> [Work required]:
Rewrite the records from the line with "rider's face, giving" through the end of the records, keeping every line, requests included. Offset each coordinate in the answers by 105, leaving the requests and their sample coordinates as they are.
--- Start Extracted material ---
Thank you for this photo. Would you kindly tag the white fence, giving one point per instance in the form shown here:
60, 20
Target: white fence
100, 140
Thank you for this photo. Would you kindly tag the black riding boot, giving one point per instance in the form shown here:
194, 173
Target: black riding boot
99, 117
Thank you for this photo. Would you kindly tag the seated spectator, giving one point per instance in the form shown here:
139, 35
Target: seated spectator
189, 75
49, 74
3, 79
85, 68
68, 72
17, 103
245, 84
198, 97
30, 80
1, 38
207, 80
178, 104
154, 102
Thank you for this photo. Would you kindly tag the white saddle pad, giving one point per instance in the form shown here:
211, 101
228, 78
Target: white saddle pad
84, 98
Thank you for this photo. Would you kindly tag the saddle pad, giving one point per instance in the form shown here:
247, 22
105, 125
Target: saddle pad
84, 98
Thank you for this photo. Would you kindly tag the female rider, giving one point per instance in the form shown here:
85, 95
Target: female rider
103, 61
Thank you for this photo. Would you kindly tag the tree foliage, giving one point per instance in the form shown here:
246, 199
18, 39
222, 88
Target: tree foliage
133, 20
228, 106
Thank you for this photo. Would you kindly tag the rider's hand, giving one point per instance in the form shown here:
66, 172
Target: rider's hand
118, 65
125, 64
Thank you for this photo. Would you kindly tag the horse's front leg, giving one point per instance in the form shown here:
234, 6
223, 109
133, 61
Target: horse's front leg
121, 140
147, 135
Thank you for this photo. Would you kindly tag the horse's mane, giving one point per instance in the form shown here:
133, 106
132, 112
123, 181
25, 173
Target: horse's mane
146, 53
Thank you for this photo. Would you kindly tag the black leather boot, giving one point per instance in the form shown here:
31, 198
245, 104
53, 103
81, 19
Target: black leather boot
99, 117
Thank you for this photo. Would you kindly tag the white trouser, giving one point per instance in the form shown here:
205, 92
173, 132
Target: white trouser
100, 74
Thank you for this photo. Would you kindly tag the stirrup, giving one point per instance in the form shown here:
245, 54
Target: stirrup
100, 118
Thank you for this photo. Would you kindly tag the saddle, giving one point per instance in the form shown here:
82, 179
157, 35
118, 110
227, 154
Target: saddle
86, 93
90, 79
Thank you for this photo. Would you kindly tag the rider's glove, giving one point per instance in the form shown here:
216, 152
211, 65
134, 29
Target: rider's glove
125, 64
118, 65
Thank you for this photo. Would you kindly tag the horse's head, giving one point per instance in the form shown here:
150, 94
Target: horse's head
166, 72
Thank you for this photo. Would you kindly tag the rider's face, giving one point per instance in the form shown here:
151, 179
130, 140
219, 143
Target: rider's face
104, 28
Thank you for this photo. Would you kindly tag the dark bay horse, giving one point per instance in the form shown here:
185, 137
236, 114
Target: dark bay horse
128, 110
--- End Extracted material ---
> [In response]:
Thank you for this photo. Would you kindly tag the rider's face, giving one point per instance in the form shown here:
151, 179
130, 140
219, 143
Target: rider's face
209, 133
Thank you for this photo. Would you kindly tag the dark bay horse, giving one point per instance in the form shown here:
185, 137
236, 114
Target: dark bay horse
233, 215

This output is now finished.